Labeled contour entries
++++++++

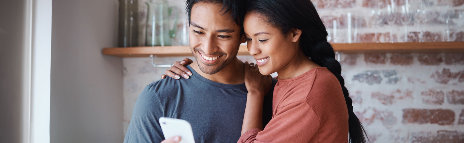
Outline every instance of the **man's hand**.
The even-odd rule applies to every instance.
[[[161,75],[161,79],[166,78],[166,75],[168,75],[169,77],[176,80],[180,79],[180,76],[188,79],[190,78],[190,76],[192,76],[192,72],[185,66],[190,64],[192,62],[193,62],[193,61],[187,58],[185,58],[184,60],[181,62],[174,62],[174,65],[171,67],[171,68],[166,70],[166,71],[165,72],[166,75]]]
[[[179,143],[180,142],[180,137],[174,136],[162,141],[161,143]]]

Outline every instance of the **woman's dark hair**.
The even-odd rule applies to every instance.
[[[190,23],[190,14],[193,5],[199,2],[222,4],[222,9],[220,12],[224,12],[225,14],[230,12],[231,16],[234,19],[235,24],[239,27],[243,27],[243,18],[245,16],[245,0],[187,0],[185,3],[187,6],[185,11],[188,16],[188,23]],[[243,31],[243,30],[242,30]]]
[[[309,0],[249,0],[246,6],[247,12],[261,15],[284,35],[292,29],[301,30],[300,46],[303,52],[313,62],[327,68],[340,82],[348,106],[350,141],[366,143],[366,132],[353,111],[353,101],[341,75],[340,63],[335,60],[334,49],[327,42],[325,26],[312,3]]]

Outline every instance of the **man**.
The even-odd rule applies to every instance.
[[[164,137],[158,119],[162,117],[188,121],[196,143],[237,142],[247,93],[245,64],[237,58],[240,44],[246,41],[243,2],[186,1],[190,47],[196,59],[187,66],[191,76],[167,78],[145,87],[134,107],[124,143],[161,142]],[[277,81],[272,81],[275,85]],[[273,87],[265,97],[263,126],[271,118]]]

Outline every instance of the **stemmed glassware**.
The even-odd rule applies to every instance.
[[[396,21],[397,10],[396,6],[395,4],[395,1],[391,0],[389,2],[387,3],[387,22],[390,25],[390,43],[394,43],[395,40],[393,37],[393,25]]]
[[[409,0],[400,0],[400,4],[404,4],[400,7],[401,9],[401,13],[399,15],[398,18],[401,20],[401,23],[405,26],[405,37],[404,42],[408,42],[407,36],[408,30],[407,26],[411,24],[412,21],[413,12],[411,11],[411,6],[409,5]]]
[[[371,11],[369,19],[370,19],[371,23],[374,28],[374,37],[375,43],[379,43],[379,34],[377,32],[377,29],[383,25],[384,14],[380,8],[380,6],[382,4],[381,2],[380,2],[379,0],[374,0],[374,2],[376,6],[376,8]]]
[[[416,12],[415,13],[414,20],[415,22],[419,24],[419,31],[420,32],[419,36],[419,42],[424,42],[424,25],[428,20],[427,15],[429,12],[427,5],[428,5],[427,0],[417,0],[414,4]]]

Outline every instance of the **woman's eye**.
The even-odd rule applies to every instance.
[[[194,30],[193,31],[193,32],[195,32],[195,33],[196,33],[197,34],[203,34],[203,32],[200,32],[200,31],[194,31]]]

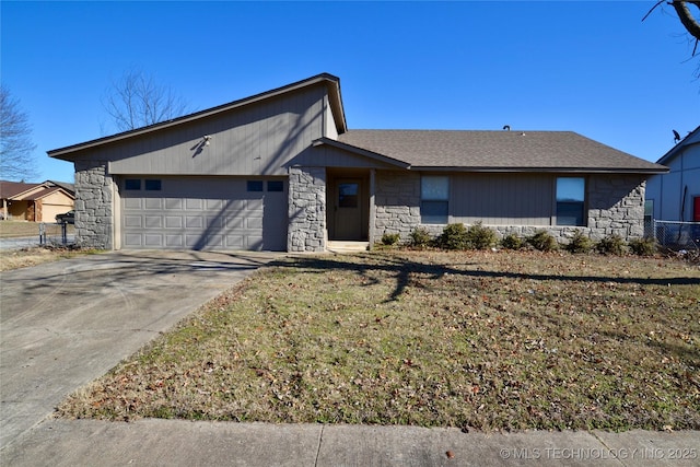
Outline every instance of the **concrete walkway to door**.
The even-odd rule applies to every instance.
[[[279,254],[114,252],[0,273],[0,450]]]

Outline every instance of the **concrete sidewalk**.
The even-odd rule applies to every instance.
[[[7,466],[697,466],[698,432],[529,431],[182,420],[52,420]]]

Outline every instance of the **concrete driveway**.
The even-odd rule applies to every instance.
[[[279,254],[115,252],[0,273],[0,450]]]

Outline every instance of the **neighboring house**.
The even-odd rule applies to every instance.
[[[700,127],[664,154],[667,174],[646,183],[646,215],[662,221],[700,222]]]
[[[55,222],[56,214],[73,209],[72,184],[46,180],[25,184],[0,180],[1,219],[32,222]]]
[[[49,151],[74,163],[80,245],[323,252],[482,221],[503,235],[643,235],[666,167],[570,131],[350,130],[319,74]]]

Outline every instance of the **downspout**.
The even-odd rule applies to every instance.
[[[682,190],[682,198],[680,199],[680,222],[685,222],[686,219],[686,195],[688,195],[688,185]],[[678,229],[678,238],[676,243],[680,243],[680,232],[682,231],[682,224]]]

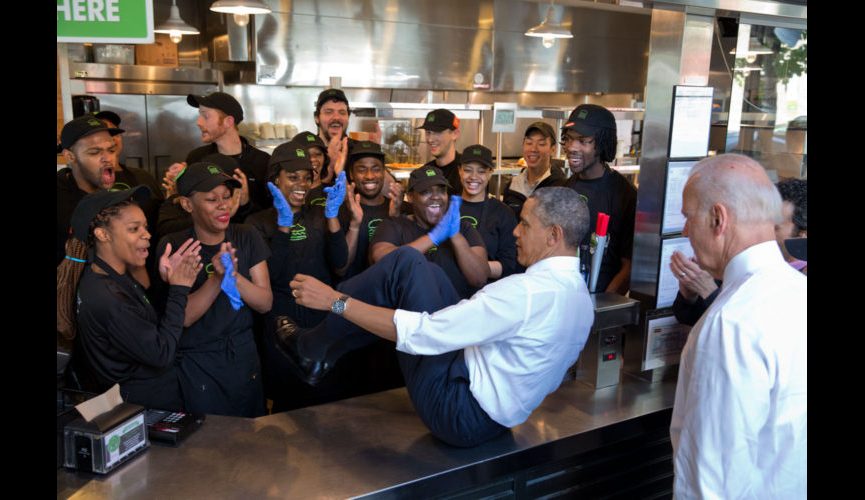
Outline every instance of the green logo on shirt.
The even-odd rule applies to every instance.
[[[475,219],[474,217],[472,217],[471,215],[463,215],[462,217],[460,217],[460,220],[467,220],[467,221],[469,221],[469,224],[471,224],[473,228],[475,228],[475,229],[478,228],[478,220]]]
[[[369,234],[369,241],[372,241],[372,237],[375,236],[375,230],[378,229],[378,225],[381,221],[381,219],[371,219],[366,225],[367,233]]]
[[[302,226],[300,224],[295,224],[291,226],[291,236],[289,237],[289,240],[303,241],[306,238],[306,226]]]

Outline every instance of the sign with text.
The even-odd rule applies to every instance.
[[[153,43],[153,2],[57,0],[57,41]]]

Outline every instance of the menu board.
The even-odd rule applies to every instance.
[[[702,158],[709,154],[713,91],[712,87],[674,87],[670,158]]]
[[[692,161],[671,161],[667,165],[667,186],[664,193],[664,218],[661,221],[661,234],[681,233],[685,228],[682,215],[682,192],[691,168],[697,164]]]
[[[691,327],[676,321],[675,316],[649,318],[646,331],[646,354],[641,368],[653,370],[679,364],[682,348]]]

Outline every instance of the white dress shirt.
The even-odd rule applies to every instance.
[[[505,427],[524,422],[559,387],[592,322],[576,257],[542,259],[432,314],[394,314],[400,351],[465,350],[472,395]]]
[[[807,278],[767,241],[724,269],[682,350],[670,424],[677,498],[805,498]]]

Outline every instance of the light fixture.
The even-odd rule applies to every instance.
[[[168,33],[168,37],[174,43],[180,43],[183,35],[197,35],[198,30],[186,24],[186,21],[180,17],[180,9],[177,8],[177,2],[171,0],[171,14],[162,24],[154,28],[154,33]]]
[[[536,36],[541,39],[544,47],[550,48],[556,43],[556,38],[573,38],[573,33],[564,26],[553,22],[553,2],[547,8],[547,16],[544,21],[532,28],[529,28],[525,33],[526,36]]]
[[[270,14],[270,7],[261,0],[216,0],[210,6],[213,12],[234,14],[234,22],[238,26],[249,24],[250,14]]]

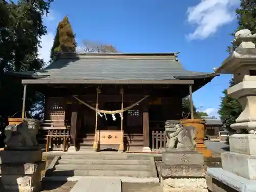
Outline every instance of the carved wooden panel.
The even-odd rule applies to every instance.
[[[142,112],[138,106],[128,110],[126,113],[126,125],[127,126],[140,126],[142,124]]]
[[[48,97],[47,99],[46,120],[52,120],[55,126],[65,125],[66,102],[62,97]]]

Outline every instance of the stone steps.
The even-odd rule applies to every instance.
[[[106,152],[108,153],[108,152]],[[118,152],[115,152],[115,153],[118,153]],[[77,154],[77,155],[63,155],[61,156],[61,159],[114,159],[114,160],[121,160],[121,159],[127,159],[127,160],[150,160],[151,157],[147,156],[133,156],[131,155],[119,154],[119,155],[115,155],[113,153],[110,154],[105,155],[102,154],[99,154],[99,155],[96,155],[96,153],[89,153],[88,154]],[[138,158],[139,157],[139,158]]]
[[[153,172],[135,170],[55,170],[53,176],[156,177]]]
[[[59,164],[149,165],[150,160],[135,159],[60,159]]]
[[[153,157],[107,152],[63,155],[51,176],[156,178],[157,173]]]
[[[59,164],[55,166],[56,170],[152,170],[147,165],[124,165],[124,164]]]

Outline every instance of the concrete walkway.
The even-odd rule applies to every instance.
[[[79,180],[70,192],[121,192],[121,180],[105,178]]]

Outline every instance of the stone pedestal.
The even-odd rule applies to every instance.
[[[205,121],[203,119],[182,119],[180,122],[186,126],[192,125],[197,128],[196,148],[198,152],[202,153],[204,157],[211,157],[210,151],[204,145],[204,124]]]
[[[222,168],[208,168],[214,182],[212,192],[255,191],[256,188],[256,135],[235,134],[229,136],[230,151],[221,154]]]
[[[44,169],[42,151],[0,151],[1,191],[37,192]]]
[[[207,192],[203,155],[195,151],[163,152],[159,166],[163,192]]]

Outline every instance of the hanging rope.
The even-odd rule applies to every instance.
[[[99,94],[100,93],[100,90],[99,88],[97,88],[97,96],[96,96],[96,113],[95,113],[95,131],[94,134],[94,142],[93,143],[93,148],[97,150],[98,148],[98,142],[97,142],[97,127],[98,126],[98,99],[99,97]]]
[[[84,101],[82,101],[81,99],[80,99],[79,98],[78,98],[77,96],[74,96],[74,95],[73,96],[73,97],[75,99],[76,99],[77,100],[78,100],[78,101],[79,101],[80,103],[83,104],[84,105],[88,106],[88,108],[89,108],[91,110],[94,110],[94,111],[95,111],[96,112],[99,112],[99,113],[104,113],[105,114],[117,114],[117,113],[121,113],[122,111],[123,112],[125,112],[126,111],[129,110],[130,109],[132,109],[134,106],[135,106],[139,104],[141,101],[143,101],[145,99],[146,99],[148,96],[149,96],[149,95],[145,96],[145,97],[144,97],[143,98],[142,98],[141,99],[138,100],[138,101],[137,101],[136,102],[134,103],[134,104],[131,105],[130,105],[130,106],[127,106],[127,107],[126,107],[125,108],[123,108],[122,110],[115,110],[115,111],[106,111],[106,110],[99,110],[98,109],[98,108],[97,108],[97,103],[96,103],[96,108],[94,108],[93,106],[92,106],[92,105],[90,105],[89,104],[87,103]],[[97,96],[97,97],[98,97],[98,96]]]
[[[120,93],[122,96],[122,103],[121,103],[121,131],[123,131],[123,89],[121,89]]]
[[[121,132],[122,132],[122,136],[121,138],[121,143],[120,143],[119,151],[123,151],[123,89],[121,88],[120,93],[121,96]]]

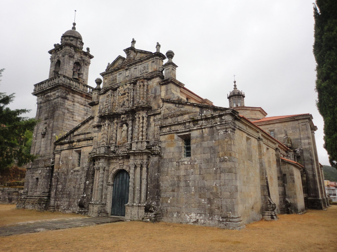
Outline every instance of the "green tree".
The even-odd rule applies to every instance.
[[[0,69],[0,77],[4,70]],[[0,93],[0,169],[14,164],[22,166],[35,157],[30,153],[30,139],[36,122],[21,116],[29,110],[11,110],[6,107],[14,100],[14,94]]]
[[[314,17],[317,107],[324,121],[324,148],[337,168],[337,1],[317,0]]]

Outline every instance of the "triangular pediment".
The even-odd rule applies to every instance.
[[[105,69],[105,71],[109,71],[123,65],[124,61],[125,60],[125,58],[124,57],[118,55],[118,56],[112,62],[111,64],[108,64],[108,66],[106,67],[106,69]]]
[[[230,110],[226,108],[185,101],[166,99],[162,100],[164,102],[162,109],[163,119],[167,122],[188,120]]]
[[[65,135],[60,137],[55,143],[62,144],[73,140],[87,138],[91,136],[92,124],[94,117],[89,117]]]

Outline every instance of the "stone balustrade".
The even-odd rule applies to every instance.
[[[94,88],[81,83],[74,79],[62,74],[58,74],[34,85],[33,94],[52,87],[59,83],[65,84],[84,92],[91,93]]]

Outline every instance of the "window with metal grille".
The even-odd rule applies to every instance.
[[[77,160],[77,166],[79,167],[81,166],[81,153],[79,152],[78,159]]]
[[[184,139],[184,157],[191,157],[191,139]]]

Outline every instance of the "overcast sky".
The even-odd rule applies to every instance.
[[[315,105],[312,54],[313,0],[3,1],[0,8],[0,92],[16,93],[10,107],[36,113],[33,85],[48,78],[50,55],[70,30],[76,31],[94,56],[88,84],[95,87],[108,62],[130,45],[175,53],[177,78],[215,105],[228,106],[233,88],[245,92],[246,106],[267,116],[310,113],[320,162],[323,120]]]

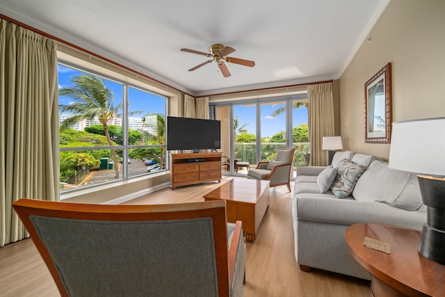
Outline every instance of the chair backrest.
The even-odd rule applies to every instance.
[[[13,207],[63,296],[228,296],[225,201]]]
[[[286,164],[290,164],[292,163],[292,159],[293,159],[294,152],[295,149],[278,149],[277,150],[275,161],[286,162]]]

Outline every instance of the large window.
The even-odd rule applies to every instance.
[[[259,161],[275,159],[279,148],[295,148],[294,170],[309,159],[307,95],[214,104],[221,120],[222,172],[245,175]],[[242,166],[237,166],[237,163]],[[295,172],[294,172],[295,174]]]
[[[165,168],[166,98],[59,64],[60,191]]]

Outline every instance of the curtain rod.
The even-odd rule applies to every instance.
[[[192,96],[192,97],[195,97],[195,96],[193,96],[193,95],[191,95],[191,94],[188,94],[188,93],[187,93],[184,92],[184,90],[179,90],[179,89],[177,88],[175,88],[175,87],[173,87],[173,86],[170,86],[170,85],[168,85],[168,84],[167,84],[167,83],[163,83],[163,82],[162,82],[162,81],[159,81],[159,80],[157,80],[157,79],[154,79],[154,78],[152,78],[152,77],[149,77],[148,75],[145,75],[145,74],[143,74],[143,73],[140,73],[140,72],[137,72],[137,71],[135,71],[135,70],[133,70],[133,69],[131,69],[131,68],[129,68],[129,67],[127,67],[127,66],[124,66],[123,65],[119,64],[119,63],[117,63],[117,62],[115,62],[115,61],[112,61],[112,60],[110,60],[110,59],[106,58],[105,58],[105,57],[103,57],[103,56],[100,56],[100,55],[98,55],[98,54],[95,54],[95,53],[93,53],[93,52],[92,52],[92,51],[90,51],[87,50],[87,49],[83,49],[83,48],[82,48],[82,47],[78,47],[77,45],[73,45],[73,44],[72,44],[72,43],[71,43],[71,42],[67,42],[67,41],[66,41],[66,40],[63,40],[63,39],[58,38],[57,38],[57,37],[56,37],[56,36],[54,36],[54,35],[51,35],[51,34],[49,34],[49,33],[46,33],[46,32],[44,32],[44,31],[41,31],[41,30],[39,30],[39,29],[35,29],[35,28],[32,27],[32,26],[29,26],[29,25],[27,25],[27,24],[24,24],[24,23],[21,22],[19,22],[19,21],[17,21],[17,20],[16,20],[16,19],[12,19],[12,18],[10,18],[10,17],[7,17],[7,16],[6,16],[6,15],[2,15],[2,14],[1,14],[1,13],[0,13],[0,18],[3,19],[5,19],[5,20],[6,20],[6,21],[8,21],[8,22],[10,22],[13,23],[13,24],[15,24],[16,25],[20,26],[22,26],[22,27],[23,27],[23,28],[27,29],[29,29],[29,30],[31,30],[31,31],[33,31],[33,32],[38,33],[39,33],[39,34],[40,34],[40,35],[42,35],[43,36],[47,37],[47,38],[51,38],[51,39],[52,39],[52,40],[54,40],[57,41],[58,42],[60,42],[60,43],[63,43],[63,44],[64,44],[64,45],[67,45],[67,46],[69,46],[69,47],[72,47],[72,48],[74,48],[74,49],[77,49],[77,50],[79,50],[79,51],[82,51],[82,52],[83,52],[83,53],[85,53],[85,54],[88,54],[88,55],[92,56],[94,56],[94,57],[95,57],[95,58],[99,58],[99,59],[100,59],[100,60],[102,60],[102,61],[105,61],[105,62],[108,62],[108,63],[111,63],[111,64],[112,64],[112,65],[115,65],[115,66],[118,66],[118,67],[120,67],[120,68],[122,68],[122,69],[124,69],[124,70],[125,70],[129,71],[130,72],[132,72],[132,73],[134,73],[134,74],[137,74],[137,75],[138,75],[138,76],[140,76],[140,77],[144,77],[144,78],[145,78],[145,79],[149,79],[149,80],[151,80],[151,81],[154,81],[154,82],[158,83],[159,83],[159,84],[161,84],[161,85],[162,85],[162,86],[165,86],[165,87],[167,87],[167,88],[171,88],[171,89],[173,89],[173,90],[177,90],[177,91],[178,91],[178,92],[180,92],[180,93],[181,93],[188,95]]]
[[[318,84],[318,83],[332,83],[332,82],[334,82],[334,80],[331,79],[330,81],[313,81],[313,82],[311,82],[311,83],[297,83],[297,84],[295,84],[295,85],[281,86],[277,86],[277,87],[270,87],[270,88],[259,88],[259,89],[238,90],[238,91],[228,92],[228,93],[217,93],[217,94],[209,94],[209,95],[205,95],[204,96],[199,96],[199,97],[211,97],[211,96],[222,96],[222,95],[230,95],[230,94],[242,94],[242,93],[245,93],[259,92],[259,91],[268,90],[278,90],[278,89],[282,89],[282,88],[286,88],[300,87],[300,86],[303,86],[316,85],[316,84]]]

++++++++

# TASK TO CARRY OUT
Print the lines of the listing from the line containing "Outline every instance of the stone steps." through the line containing "[[[79,180],[70,192],[121,192],[121,180],[105,178]]]", both included, reproducing each one verbatim.

# SOLUTION TO THE EXERCISE
Outline every instance of the stone steps.
The even-odd rule applies to every instance.
[[[106,152],[108,153],[108,152]],[[118,152],[115,152],[115,153],[118,153]],[[77,154],[77,155],[63,155],[61,156],[61,159],[114,159],[114,160],[121,160],[121,159],[127,159],[127,160],[150,160],[151,157],[147,156],[133,156],[131,155],[119,154],[119,155],[115,155],[113,153],[110,154],[105,155],[102,154],[99,154],[99,155],[96,155],[96,153],[89,153],[88,154]],[[138,158],[139,157],[139,158]]]
[[[153,172],[135,170],[55,170],[53,176],[156,177]]]
[[[59,164],[149,165],[150,160],[135,159],[60,159]]]
[[[153,157],[107,152],[63,155],[51,176],[156,178],[157,173]]]
[[[59,164],[55,166],[56,170],[152,170],[147,165],[124,165],[124,164]]]

Outline every instance of the concrete walkway.
The even-odd rule applies to every instance.
[[[79,180],[70,192],[121,192],[121,180],[105,178]]]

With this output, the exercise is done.